BEGIN EXTRACT

Nayeb-e-Ameer of Islami Andolan Bangladesh
- Incumbent
- Assumed office 25 November 2006
- Emir: Syed Rezaul Karim
- Preceded by: Syed Fazlul Karim

Personal details
- Born: 10 January 1973 (age 53) Char Monai, Barisal, Bangladesh
- Party: Islami Andolan Bangladesh
- Education: Charmonai Jamia Rashidiya Islamia; Jamia Islamia Darul Uloom Madania;

Personal life
- Parent: Syed Fazlul Karim (father);
- Main interests: Hadith; Politics;
- Other name: Shaikh-e Charmonai
- Relatives: Syed Muhammad Ishaq (grandfather); Syed Rezaul Karim (brother);

Religious life
- Religion: Islam
- Denomination: Sunni
- Jurisprudence: Hanafi
- Movement: Deobandi

Muslim leader
- Disciple of: Shah Ahmad Shafi

= Syed Faizul Karim =

Bangladeshi Islamic scholar and Politician

Syed Faizul Karim (সৈয়দ ফয়জুল করিম; born 10 January 1973) is a Bangladeshi Islamic scholar and politician. He is known as Shaikh-e-Charmonai to his supporters. He is senior nayeb-e-emir of Islami Andolan Bangladesh. He is also the vice president of Bangladesh Mujahid Committee and Bangladesh Quran Education Board and a central member of Befaqul Madarisil Arabia Bangladesh. During his student life, he served as the central president of the Islami Chhatra Andolan Bangladesh.

END EXTRACT
BEGIN INFORMATION SHOWN

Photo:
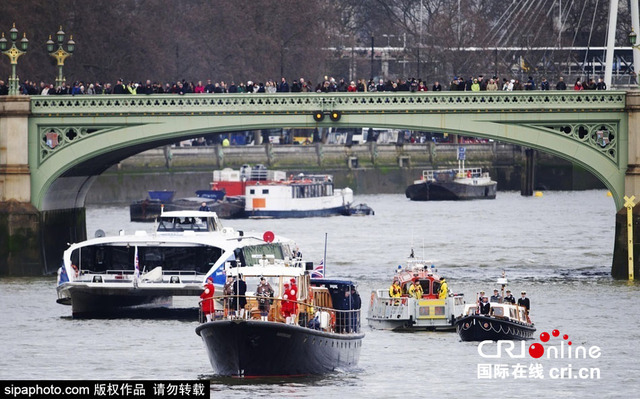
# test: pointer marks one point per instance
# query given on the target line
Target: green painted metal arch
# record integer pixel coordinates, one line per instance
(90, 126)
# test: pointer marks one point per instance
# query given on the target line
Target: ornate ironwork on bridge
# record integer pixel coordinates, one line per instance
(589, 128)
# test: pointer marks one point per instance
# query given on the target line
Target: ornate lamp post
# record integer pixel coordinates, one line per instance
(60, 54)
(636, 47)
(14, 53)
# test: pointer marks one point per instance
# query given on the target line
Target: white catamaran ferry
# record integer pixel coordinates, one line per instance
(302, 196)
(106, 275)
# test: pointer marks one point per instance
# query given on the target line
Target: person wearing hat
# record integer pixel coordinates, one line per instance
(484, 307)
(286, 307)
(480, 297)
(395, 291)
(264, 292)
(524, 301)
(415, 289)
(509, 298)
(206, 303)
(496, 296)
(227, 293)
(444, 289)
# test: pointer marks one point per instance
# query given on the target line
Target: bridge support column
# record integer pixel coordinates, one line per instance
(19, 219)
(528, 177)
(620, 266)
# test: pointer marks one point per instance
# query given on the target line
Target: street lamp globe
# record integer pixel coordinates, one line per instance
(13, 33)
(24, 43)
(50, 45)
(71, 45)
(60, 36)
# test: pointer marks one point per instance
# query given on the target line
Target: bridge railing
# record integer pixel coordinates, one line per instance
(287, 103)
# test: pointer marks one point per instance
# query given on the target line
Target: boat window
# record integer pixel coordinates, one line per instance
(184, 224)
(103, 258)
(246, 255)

END INFORMATION SHOWN

EXERCISE DIRECTIONS ▸
Render the sentence "He is known as Shaikh-e-Charmonai to his supporters." from the profile of Syed Faizul Karim in Spanish.

FINAL ANSWER ▸
Sus seguidores lo conocen como Shaikh-e-Charmonai.